-------- Stored records --------

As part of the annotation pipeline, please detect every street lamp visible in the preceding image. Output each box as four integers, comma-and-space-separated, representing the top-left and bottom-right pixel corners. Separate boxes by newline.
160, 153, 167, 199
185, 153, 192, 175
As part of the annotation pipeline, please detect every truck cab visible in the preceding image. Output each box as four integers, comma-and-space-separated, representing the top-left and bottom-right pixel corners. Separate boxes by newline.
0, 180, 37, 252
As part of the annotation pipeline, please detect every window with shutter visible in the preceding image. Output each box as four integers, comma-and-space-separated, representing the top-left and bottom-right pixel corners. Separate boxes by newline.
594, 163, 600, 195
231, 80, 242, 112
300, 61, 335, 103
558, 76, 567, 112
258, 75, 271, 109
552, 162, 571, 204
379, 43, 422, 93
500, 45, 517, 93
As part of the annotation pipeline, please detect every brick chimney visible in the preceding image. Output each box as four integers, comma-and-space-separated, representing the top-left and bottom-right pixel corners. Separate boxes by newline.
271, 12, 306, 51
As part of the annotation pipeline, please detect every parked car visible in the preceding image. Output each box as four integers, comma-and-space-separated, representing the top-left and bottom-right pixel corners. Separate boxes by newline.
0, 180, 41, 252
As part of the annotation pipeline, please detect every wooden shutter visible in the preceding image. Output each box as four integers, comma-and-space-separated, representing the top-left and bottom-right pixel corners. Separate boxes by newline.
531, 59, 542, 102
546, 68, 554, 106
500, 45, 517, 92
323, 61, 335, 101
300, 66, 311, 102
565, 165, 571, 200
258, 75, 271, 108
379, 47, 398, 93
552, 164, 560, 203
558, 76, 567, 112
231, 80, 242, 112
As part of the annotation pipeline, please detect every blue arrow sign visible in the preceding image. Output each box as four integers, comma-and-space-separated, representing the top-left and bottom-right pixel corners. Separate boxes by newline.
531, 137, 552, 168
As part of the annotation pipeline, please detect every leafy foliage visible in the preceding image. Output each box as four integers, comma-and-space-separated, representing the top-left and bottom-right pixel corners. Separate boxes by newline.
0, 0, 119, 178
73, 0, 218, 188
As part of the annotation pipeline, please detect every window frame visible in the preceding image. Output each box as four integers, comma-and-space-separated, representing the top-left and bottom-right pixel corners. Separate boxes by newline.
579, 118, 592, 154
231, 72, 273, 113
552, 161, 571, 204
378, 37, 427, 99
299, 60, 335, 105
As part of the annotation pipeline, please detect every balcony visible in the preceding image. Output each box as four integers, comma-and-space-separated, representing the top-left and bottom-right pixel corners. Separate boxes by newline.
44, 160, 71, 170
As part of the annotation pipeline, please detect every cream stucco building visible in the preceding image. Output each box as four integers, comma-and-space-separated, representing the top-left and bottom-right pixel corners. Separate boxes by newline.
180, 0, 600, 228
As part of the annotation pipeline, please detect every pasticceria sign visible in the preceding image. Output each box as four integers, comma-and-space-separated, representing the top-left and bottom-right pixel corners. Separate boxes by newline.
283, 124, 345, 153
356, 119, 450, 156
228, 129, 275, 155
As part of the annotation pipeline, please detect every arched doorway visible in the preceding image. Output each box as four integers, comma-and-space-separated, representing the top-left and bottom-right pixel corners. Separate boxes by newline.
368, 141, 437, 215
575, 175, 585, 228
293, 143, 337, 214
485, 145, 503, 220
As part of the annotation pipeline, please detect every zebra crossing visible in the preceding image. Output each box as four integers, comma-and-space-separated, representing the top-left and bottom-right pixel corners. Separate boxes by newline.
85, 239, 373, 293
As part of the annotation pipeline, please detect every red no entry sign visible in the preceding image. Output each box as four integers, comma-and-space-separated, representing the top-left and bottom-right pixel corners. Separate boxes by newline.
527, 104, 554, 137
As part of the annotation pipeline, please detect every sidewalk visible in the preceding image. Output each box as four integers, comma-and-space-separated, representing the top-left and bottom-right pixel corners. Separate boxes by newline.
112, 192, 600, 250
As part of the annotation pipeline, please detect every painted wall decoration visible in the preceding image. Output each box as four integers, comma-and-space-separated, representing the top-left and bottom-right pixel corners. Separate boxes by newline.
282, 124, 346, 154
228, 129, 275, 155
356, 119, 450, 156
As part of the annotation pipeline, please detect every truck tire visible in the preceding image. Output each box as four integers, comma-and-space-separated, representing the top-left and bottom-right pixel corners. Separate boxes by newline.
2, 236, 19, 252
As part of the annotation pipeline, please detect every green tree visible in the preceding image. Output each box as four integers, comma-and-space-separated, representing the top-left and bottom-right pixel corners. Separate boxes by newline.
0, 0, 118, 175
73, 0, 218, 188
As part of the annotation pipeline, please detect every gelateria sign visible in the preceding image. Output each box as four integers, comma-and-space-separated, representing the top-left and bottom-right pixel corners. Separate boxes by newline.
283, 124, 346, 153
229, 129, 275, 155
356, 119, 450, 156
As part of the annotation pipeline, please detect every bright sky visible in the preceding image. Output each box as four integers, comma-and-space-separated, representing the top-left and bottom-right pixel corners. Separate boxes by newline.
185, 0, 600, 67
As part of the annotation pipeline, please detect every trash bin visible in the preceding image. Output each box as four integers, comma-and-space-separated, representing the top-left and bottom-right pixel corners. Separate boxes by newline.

--------

▶ Stated exercise: Reproduce the data verbatim, starting at its very first line and stopping after the line that contains "0, 180, 37, 252".

▶ Solved problem:
As part of the annotation pipeline, please detect every street lamp visible in the preceding image. Output each box as four integers, comma-and-space-separated, representing the top-left and bottom-right pixel corners. Separate boxes by newline.
160, 153, 167, 199
185, 153, 192, 175
As part of the annotation pipeline, please detect every truck cab visible in the preceding image. Output each box as four integers, comma-and-space-separated, representing the top-left and bottom-right pixel corners. Separate boxes by newline.
0, 180, 37, 252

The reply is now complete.